#### Work to do
Recast each of the entries below as a numbered list, leaving out any blank lines.

(Entries excerpted from a collection)
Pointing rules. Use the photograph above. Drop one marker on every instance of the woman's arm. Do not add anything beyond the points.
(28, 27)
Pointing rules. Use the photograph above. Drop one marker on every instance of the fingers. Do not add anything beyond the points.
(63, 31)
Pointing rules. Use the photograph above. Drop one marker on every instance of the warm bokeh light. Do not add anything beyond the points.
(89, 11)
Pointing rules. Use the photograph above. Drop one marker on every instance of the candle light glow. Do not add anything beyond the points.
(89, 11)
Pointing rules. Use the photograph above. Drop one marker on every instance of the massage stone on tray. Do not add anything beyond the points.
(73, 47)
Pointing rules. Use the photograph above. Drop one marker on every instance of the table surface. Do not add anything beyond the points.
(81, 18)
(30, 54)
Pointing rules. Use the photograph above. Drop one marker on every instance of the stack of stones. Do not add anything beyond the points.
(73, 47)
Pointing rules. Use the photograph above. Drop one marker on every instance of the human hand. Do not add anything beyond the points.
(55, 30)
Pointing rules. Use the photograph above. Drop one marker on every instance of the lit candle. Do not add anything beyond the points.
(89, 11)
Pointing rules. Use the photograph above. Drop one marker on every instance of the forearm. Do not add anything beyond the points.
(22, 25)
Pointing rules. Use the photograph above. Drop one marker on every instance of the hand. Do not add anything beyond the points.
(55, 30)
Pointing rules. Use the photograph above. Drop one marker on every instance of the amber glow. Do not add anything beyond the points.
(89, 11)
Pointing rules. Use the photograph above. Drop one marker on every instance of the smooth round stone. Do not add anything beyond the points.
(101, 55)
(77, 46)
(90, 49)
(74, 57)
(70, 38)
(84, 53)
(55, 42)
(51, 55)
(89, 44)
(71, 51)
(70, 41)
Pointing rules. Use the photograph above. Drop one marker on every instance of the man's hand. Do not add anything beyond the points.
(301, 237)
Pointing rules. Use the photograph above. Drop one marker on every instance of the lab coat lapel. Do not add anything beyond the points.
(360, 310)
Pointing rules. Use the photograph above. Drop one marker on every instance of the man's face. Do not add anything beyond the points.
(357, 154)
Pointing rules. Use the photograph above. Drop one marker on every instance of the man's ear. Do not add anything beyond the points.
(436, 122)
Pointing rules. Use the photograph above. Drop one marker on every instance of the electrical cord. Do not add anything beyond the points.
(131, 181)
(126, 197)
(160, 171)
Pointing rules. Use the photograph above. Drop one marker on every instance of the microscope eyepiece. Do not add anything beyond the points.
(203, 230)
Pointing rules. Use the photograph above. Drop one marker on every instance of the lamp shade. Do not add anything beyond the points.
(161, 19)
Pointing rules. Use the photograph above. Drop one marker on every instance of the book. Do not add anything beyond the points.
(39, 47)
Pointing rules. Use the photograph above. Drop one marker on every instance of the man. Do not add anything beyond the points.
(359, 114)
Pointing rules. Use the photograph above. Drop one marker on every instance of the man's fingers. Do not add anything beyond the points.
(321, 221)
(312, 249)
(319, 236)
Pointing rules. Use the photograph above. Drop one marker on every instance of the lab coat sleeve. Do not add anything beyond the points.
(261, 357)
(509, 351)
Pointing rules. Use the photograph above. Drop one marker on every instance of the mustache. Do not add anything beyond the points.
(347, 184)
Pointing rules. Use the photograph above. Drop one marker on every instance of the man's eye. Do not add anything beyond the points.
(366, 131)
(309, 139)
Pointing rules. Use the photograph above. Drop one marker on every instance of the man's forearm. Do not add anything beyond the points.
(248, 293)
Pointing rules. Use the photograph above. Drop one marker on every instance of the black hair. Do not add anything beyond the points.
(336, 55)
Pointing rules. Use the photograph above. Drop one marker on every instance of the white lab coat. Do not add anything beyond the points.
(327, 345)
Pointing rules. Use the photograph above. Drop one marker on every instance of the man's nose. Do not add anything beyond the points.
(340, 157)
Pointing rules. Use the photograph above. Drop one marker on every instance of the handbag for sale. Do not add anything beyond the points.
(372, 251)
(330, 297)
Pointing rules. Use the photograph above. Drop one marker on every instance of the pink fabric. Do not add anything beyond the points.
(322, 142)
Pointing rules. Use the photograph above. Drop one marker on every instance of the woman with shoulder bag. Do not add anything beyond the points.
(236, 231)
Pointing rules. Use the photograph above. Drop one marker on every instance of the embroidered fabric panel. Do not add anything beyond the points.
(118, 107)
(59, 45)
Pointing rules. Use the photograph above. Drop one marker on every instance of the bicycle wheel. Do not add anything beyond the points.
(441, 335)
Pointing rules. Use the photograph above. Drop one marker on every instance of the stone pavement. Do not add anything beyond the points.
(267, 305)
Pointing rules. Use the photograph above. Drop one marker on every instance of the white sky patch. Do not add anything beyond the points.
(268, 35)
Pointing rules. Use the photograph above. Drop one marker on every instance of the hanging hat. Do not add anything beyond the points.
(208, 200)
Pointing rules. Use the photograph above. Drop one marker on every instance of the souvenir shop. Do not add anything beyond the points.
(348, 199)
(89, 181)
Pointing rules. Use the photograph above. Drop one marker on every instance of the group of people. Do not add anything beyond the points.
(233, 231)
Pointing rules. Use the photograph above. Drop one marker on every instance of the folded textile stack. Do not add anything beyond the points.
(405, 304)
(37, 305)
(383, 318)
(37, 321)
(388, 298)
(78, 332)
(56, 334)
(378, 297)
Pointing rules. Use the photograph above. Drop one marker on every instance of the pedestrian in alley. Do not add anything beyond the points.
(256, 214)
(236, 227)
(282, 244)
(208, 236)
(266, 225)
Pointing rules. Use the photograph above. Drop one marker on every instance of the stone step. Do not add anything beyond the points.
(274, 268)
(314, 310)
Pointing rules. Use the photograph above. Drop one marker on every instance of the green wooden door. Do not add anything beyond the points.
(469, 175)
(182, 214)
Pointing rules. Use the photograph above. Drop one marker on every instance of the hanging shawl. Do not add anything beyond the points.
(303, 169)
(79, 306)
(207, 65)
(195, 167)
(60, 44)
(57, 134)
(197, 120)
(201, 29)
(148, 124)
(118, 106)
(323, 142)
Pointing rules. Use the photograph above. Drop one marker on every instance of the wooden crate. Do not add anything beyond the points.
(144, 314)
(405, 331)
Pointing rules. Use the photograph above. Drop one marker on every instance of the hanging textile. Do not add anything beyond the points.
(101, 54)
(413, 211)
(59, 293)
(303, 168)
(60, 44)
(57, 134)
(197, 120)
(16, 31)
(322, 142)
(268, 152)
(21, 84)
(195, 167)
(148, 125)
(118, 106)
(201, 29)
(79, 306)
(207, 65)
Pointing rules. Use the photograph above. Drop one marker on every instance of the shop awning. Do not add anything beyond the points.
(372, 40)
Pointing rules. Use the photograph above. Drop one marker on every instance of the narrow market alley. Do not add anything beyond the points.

#### Correct result
1. Pointing rules. Use the photograph above. Drop one marker on every instance of the woman's arm. Do not add anything beyond the points.
2. (28, 27)
3. Pointing rules. Use the photograph above. Drop one marker on every instance of the fingers. Do not add anything beyond the points.
4. (63, 31)
5. Pointing rules. Use the photograph above. Drop one marker on every instance of the warm bokeh light. Do not add anything beyond the points.
6. (89, 11)
7. Pointing rules. Use the photograph above. Drop one marker on every instance of the candle light glow. Do not add anything beyond the points.
8. (89, 11)
9. Pointing rules. Use the photograph above. Drop one marker on every instance of the massage stone on tray. Do not add anything beyond the points.
10. (73, 47)
11. Pointing rules. Use the photograph above. Drop one marker on every instance of the table surface. Do not add anything beyond the points.
12. (81, 18)
13. (30, 54)
14. Pointing rules. Use the photograph above. Drop one marker on every instance of the stack of stones. Do not add anything beyond the points.
15. (73, 47)
16. Pointing rules. Use the photograph above. Drop one marker on every instance of the human hand. Do not add anything beyond the points.
17. (55, 30)
18. Pointing rules. Use the photograph above. Drop one marker on every instance of the lit candle. Do not add anything beyond the points.
19. (89, 11)
20. Pointing rules. Use the photograph above. Drop one marker on every instance of the forearm. Do not add anything beyond the points.
21. (22, 25)
22. Pointing rules. Use the photograph above. Drop one marker on every instance of the hand. Do not add anything beyond the points.
23. (55, 30)
24. Pointing rules. Use the photograph above. Drop one marker on every instance of the amber glow. Do not add anything beyond the points.
25. (89, 11)
26. Pointing rules. Use the photograph above. Drop one marker on every instance of the smooth round stone. Do not add anything beyond the points.
27. (101, 55)
28. (77, 46)
29. (90, 49)
30. (74, 57)
31. (70, 38)
32. (84, 53)
33. (55, 42)
34. (51, 55)
35. (89, 44)
36. (71, 51)
37. (70, 41)
38. Pointing rules. Use the photograph above. Drop one marker on every instance of the man's hand. Do not add anything beyond the points.
39. (301, 237)
40. Pointing rules. Use the photograph above. Drop one marker on every instance of the lab coat lapel. Do not add anything beyond the points.
41. (360, 310)
42. Pointing rules. Use the photograph above. Drop one marker on every instance of the man's face. Do not add anything beyond the points.
43. (357, 154)
44. Pointing rules. Use the photograph above. Drop one marker on every instance of the man's ear. Do not add anything beyond the points.
45. (436, 122)
46. Pointing rules. Use the photograph above. Drop one marker on every instance of the electrical cord. Do not add anything beyond the points.
47. (131, 181)
48. (126, 197)
49. (160, 171)
50. Pointing rules. Use the photograph above. Drop one marker on every instance of the microscope eyepiece. Do not add anything beyond the points.
51. (203, 230)
52. Pointing rules. Use the photograph above. Drop one marker on every instance of the lamp shade. Do not add anything beyond the points.
53. (161, 19)
54. Pointing rules. Use the photograph above. Drop one marker on every instance of the book. Do not add anything beyond the points.
55. (39, 47)
56. Pointing rules. Use the photograph above. Drop one marker on every instance of the man. Do not add anything beyond the points.
57. (359, 114)
58. Pointing rules. Use the photograph above. Drop one marker on every instance of the man's fingers. Do not add anything beyond the points.
59. (321, 221)
60. (312, 249)
61. (319, 236)
62. Pointing rules. Use the photograph above. Drop one marker on every instance of the lab coat sleeve. Do not add anything beyond the points.
63. (261, 357)
64. (509, 351)
65. Pointing rules. Use the photograph above. Drop one marker on every instance of the mustache. Do not add anything beyond the points.
66. (347, 184)
67. Pointing rules. Use the photograph above. Drop one marker on every instance of the man's eye. Do not add anything beyond the points.
68. (366, 131)
69. (309, 139)
70. Pointing rules. Use the photograph above. Drop one marker on every instance of the man's forearm. Do not add anything beyond the points.
71. (248, 293)
72. Pointing rules. Use the photograph above. Drop one marker on every instance of the black hair. Do not add anything beyond the points.
73. (336, 55)
74. Pointing rules. Use the photograph above. Drop one marker on every instance of the white lab coat. Do not add anything beyond the points.
75. (327, 345)
76. Pointing rules. Use the photograph above. Drop one marker on every instance of the man's nose. Do not add anything beyond the points.
77. (340, 157)
78. Pointing rules. Use the photograph above. Drop one marker on every instance of the handbag for sale. Do not add anything beyond the points.
79. (372, 251)
80. (330, 297)
81. Pointing rules. Use the photograph above. Drop one marker on every instance of the pink fabric. Do not add anything beyond the points.
82. (322, 142)
83. Pointing rules. Use the photograph above. Drop one marker on every instance of the woman with shoulder bag. Do not add anything beyond the points.
84. (236, 231)
85. Pointing rules. Use the photograph above. Drop one marker on every instance of the embroidered fabric panel. Do not add anything beyond the points.
86. (118, 107)
87. (59, 45)
88. Pointing rules. Use the photograph above. Drop one marker on every instance of the bicycle wheel. Do not add anything beyond the points.
89. (441, 335)
90. Pointing rules. Use the photograph above. Drop one marker on every instance of the stone pavement. Do not add anything beyond the points.
91. (267, 305)
92. Pointing rules. Use the photograph above. Drop one marker on every instance of the white sky patch. Do not add anything beyond the points.
93. (268, 35)
94. Pointing rules. Use the photograph above. Drop one marker on every instance of the hanging hat. Do not add anything beyond the points.
95. (208, 200)
96. Pointing rules. Use the photograph above. Drop one marker on every instance of the souvenir shop. Do not add anything beyond the points.
97. (348, 199)
98. (89, 181)
99. Pointing rules. Use the photograph above. Drop one marker on every instance of the group of people. Do not add anything beyond the points.
100. (233, 231)
101. Pointing rules. Use the photograph above. Drop one marker on every instance of the folded textile stack. Do not add anything beyond the points.
102. (405, 304)
103. (37, 305)
104. (383, 318)
105. (37, 321)
106. (388, 298)
107. (78, 332)
108. (56, 334)
109. (378, 297)
110. Pointing rules. Use the photograph above. Drop one marker on every instance of the pedestrian in alley. Do not add anything beyond the points.
111. (256, 214)
112. (236, 227)
113. (282, 244)
114. (208, 236)
115. (266, 225)
116. Pointing rules. Use the photograph above. Drop one marker on every instance of the stone step. Do not add anything beyond the points.
117. (274, 268)
118. (314, 310)
119. Pointing rules. Use the photograph above. Drop one marker on every instance of the green wooden door. Do not add anything beyond the points.
120. (469, 175)
121. (182, 214)
122. Pointing rules. Use the photograph above. Drop one marker on every instance of the hanging shawl. Do not add anything beyond the points.
123. (303, 169)
124. (79, 306)
125. (207, 65)
126. (195, 167)
127. (60, 44)
128. (57, 134)
129. (197, 120)
130. (201, 29)
131. (148, 124)
132. (118, 106)
133. (323, 142)
134. Pointing rules. Use the photograph above. Drop one marker on every instance of the wooden crate. Do not add anything beyond the points.
135. (144, 314)
136. (405, 331)
137. Pointing rules. Use the photograph above. Drop one marker on every instance of the hanging textile. Do not add anything beyond the points.
138. (101, 54)
139. (413, 211)
140. (59, 293)
141. (303, 168)
142. (60, 44)
143. (57, 134)
144. (197, 120)
145. (16, 31)
146. (322, 142)
147. (268, 152)
148. (21, 84)
149. (195, 167)
150. (148, 125)
151. (118, 106)
152. (201, 29)
153. (79, 306)
154. (207, 65)
155. Pointing rules. Use the photograph above. Drop one marker on every instance of the shop awning. Do not add anything beyond the points.
156. (372, 40)
157. Pointing rules. Use the photograph above. Drop one marker on every instance of the narrow market alley. Do not add anything beyond the points.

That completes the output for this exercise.